● THE PROBLEM: Start at the line holding "positive clicks: (498, 22) (463, 66)". Write out that line and each one after it to the end of the data, unchanged.

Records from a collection
#####
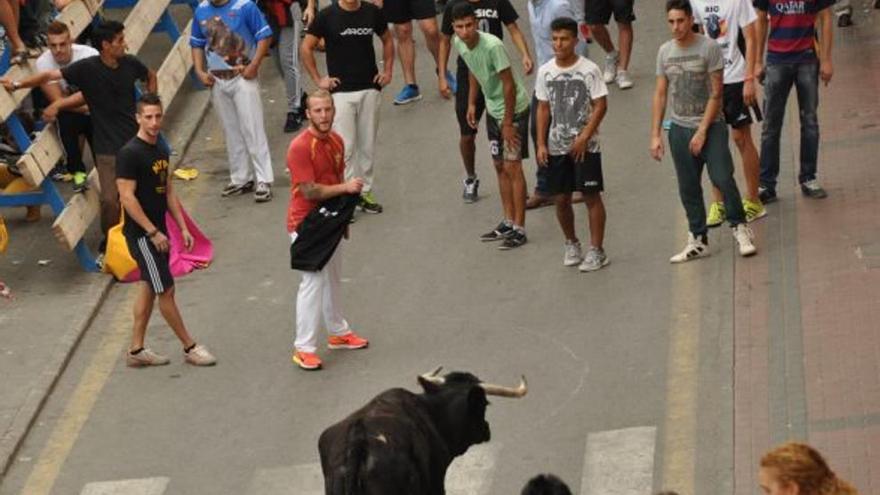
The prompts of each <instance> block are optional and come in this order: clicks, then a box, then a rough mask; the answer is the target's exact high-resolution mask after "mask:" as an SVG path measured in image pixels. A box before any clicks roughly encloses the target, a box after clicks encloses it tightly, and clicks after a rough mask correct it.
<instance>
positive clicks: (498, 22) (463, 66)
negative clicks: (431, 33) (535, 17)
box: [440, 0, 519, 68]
#####
● RESULT OF THE TASK:
positive clicks: (498, 22) (463, 66)
negative clicks: (431, 33) (535, 17)
box: [440, 0, 519, 68]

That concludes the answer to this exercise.